Rewrite the material starting at the line that contains "Expected: one point per instance of the golden" and ending at the line that contains "[[316, 436]]", both ends included, and add -58 to every point coordinate in the answers. Leave the requests and their format samples unchanged.
— START Provided information —
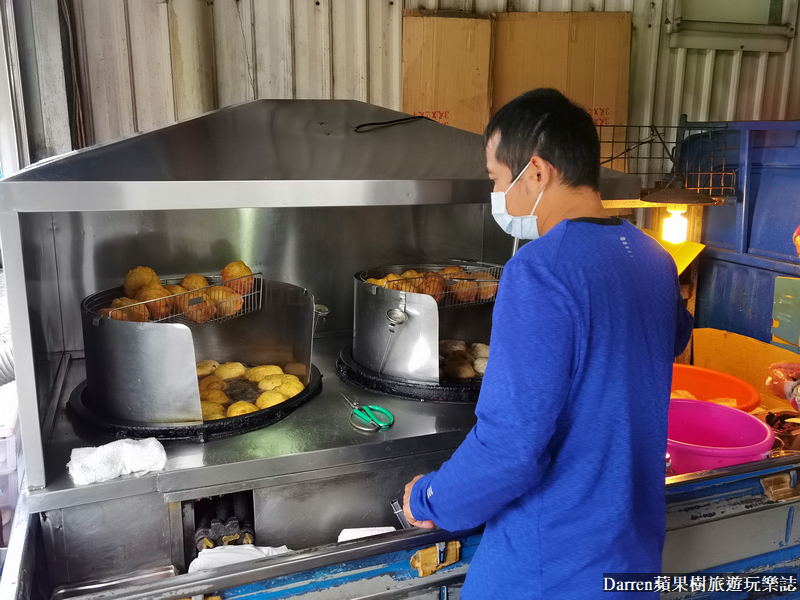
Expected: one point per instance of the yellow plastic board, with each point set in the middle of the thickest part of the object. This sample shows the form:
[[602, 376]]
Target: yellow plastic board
[[683, 253]]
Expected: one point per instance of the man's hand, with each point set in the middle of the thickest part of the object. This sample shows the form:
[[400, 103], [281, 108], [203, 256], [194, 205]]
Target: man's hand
[[407, 507]]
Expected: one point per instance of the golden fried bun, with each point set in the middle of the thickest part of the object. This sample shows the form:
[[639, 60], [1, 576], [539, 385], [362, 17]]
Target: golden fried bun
[[215, 396], [268, 399], [402, 285], [116, 314], [290, 388], [138, 313], [212, 382], [270, 382], [206, 367], [448, 270], [137, 278], [209, 408], [227, 301], [296, 369], [258, 373], [464, 289], [241, 408], [193, 281], [174, 290], [433, 285], [235, 270], [155, 298], [411, 274], [200, 312], [230, 370]]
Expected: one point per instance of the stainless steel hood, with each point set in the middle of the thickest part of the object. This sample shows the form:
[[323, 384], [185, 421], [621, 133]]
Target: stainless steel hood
[[291, 140]]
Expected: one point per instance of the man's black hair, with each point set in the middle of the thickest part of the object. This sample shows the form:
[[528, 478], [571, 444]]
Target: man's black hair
[[547, 123]]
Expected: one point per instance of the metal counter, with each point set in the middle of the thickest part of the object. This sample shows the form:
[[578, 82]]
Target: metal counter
[[316, 436]]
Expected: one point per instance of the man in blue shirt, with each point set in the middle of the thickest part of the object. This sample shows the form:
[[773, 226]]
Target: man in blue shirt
[[565, 465]]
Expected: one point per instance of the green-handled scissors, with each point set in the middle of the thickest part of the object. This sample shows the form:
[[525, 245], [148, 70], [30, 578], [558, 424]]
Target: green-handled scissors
— END Provided information —
#### [Written response]
Expected: one point per instance of the golden fried bun, with each point set in the middle of the thickest part of the object. This sample shows the form:
[[639, 60], [1, 576], [539, 385], [362, 17]]
Target: golden fried bun
[[157, 338], [210, 341], [344, 227], [58, 256], [232, 330], [80, 255], [154, 324], [212, 324], [148, 309], [390, 212], [79, 220], [151, 350], [169, 243], [238, 311], [200, 315], [406, 231], [183, 350], [135, 223], [116, 232], [375, 227], [177, 212], [97, 240], [353, 216], [142, 254], [172, 312]]
Expected: one point per instance of the stainless steel hood, with each point set in the middle of the thickest part of the object. This sample shows the form:
[[323, 384], [185, 421], [621, 133]]
Target: stainless steel hood
[[233, 82]]
Expected: one point per instance of the man's black hair, with each point set in the middle of the thickest part of the object. This sample shows the form:
[[528, 478], [571, 444]]
Target: man's black hair
[[489, 65]]
Expected: one point per instance of the metal counter, with each point set in the middle of the thickest part of the object. This sample shows the form:
[[578, 82]]
Target: metal counter
[[258, 378]]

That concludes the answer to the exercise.